§ Stored data
↓
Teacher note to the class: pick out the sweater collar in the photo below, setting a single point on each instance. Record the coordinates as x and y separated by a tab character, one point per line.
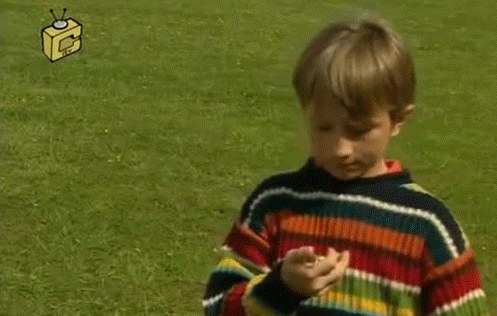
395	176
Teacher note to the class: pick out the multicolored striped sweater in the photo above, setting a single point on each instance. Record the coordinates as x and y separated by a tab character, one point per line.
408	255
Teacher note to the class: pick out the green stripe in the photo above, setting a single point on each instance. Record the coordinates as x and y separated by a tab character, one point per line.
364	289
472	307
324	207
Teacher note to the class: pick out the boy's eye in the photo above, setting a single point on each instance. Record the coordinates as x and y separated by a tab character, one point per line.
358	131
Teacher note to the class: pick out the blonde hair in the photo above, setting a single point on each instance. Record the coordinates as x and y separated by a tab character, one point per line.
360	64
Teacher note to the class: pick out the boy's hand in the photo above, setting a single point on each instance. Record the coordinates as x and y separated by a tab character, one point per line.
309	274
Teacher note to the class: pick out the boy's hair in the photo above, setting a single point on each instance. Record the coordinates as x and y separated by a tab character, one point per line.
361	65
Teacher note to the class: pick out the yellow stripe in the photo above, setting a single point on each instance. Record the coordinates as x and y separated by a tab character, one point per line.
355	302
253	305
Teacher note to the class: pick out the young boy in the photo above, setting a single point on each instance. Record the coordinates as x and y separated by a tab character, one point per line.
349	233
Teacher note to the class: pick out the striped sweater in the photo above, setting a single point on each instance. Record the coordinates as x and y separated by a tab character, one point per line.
↑
↓
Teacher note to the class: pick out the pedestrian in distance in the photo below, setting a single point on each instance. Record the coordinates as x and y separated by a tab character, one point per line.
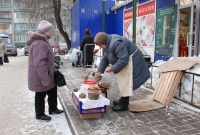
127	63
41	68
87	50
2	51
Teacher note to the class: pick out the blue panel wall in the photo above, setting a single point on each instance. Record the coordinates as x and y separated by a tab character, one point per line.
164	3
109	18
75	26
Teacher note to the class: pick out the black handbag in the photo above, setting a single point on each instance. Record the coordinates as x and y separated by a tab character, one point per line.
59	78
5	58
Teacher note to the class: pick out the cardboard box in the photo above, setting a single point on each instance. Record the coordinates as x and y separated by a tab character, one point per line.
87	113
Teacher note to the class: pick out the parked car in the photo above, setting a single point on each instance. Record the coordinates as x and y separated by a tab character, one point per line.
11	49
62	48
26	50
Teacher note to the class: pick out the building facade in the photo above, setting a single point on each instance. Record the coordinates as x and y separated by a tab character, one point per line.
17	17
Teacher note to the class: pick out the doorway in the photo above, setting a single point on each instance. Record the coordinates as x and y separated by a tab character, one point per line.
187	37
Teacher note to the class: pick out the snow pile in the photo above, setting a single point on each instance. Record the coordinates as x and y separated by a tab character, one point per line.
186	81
↑
§ Task description
In the listing above, find the line with "Teacher note to the class: pick out the sweater" and the line with "Teacher note to the class: pick out the striped". Copy exactly those two and every line between, without the pictures.

§ Solution for this problem
Teacher note to the class: pick out the sweater collar in the photo below, setting a single point on each instance. Record the coordinates as x and y separated by a tab character, one point per line.
395	176
Teacher note to the class: pick out the multicolored striped sweater in the photo above, setting a single point on each instance. Record the coordinates as x and y separated by a tab character, one point per line.
408	255
Teacher note to the class: pick out the green stripe in the photo above, setting a single point on each instance. Record the coordinates as x and y separated by a tab character, one point per line.
364	289
472	307
324	207
Teacher note to the class: pick out the boy's eye in the photo above, setting a single point on each instance. Record the coordinates as x and y separated by a tab character, one point per line.
358	131
Teacher note to the class: pick out the blonde hair in the photo above, setting a single point on each instance. Record the coordinates as x and y separated by a tab character, one point per line.
360	64
Teacher note to the class: pick out the boy's hand in the photo above, setting a single point on each instance. Record the coordinates as x and y separated by a tab character, one point per line.
309	274
Teacher note to the class: pick out the boy's hair in the photo above, setting a single point on each instance. Record the coordinates as x and y separated by a tab character, one point per line.
361	65
Teacher note to the class: pick out the yellow stripe in the photo above, setting a single point on each instance. Record the coordinates as x and y separated by a tab character, one point per line.
355	302
253	305
Teacher note to the class: pick out the young boy in the photo above, setting a single point on each instance. Record the coordinates as x and y separated by a tab character, one point per line.
349	233
Teacher note to the class: pick out the striped sweater in the photo above, setting a single point on each instance. Record the coordinates as x and y separated by a tab character, one point per line.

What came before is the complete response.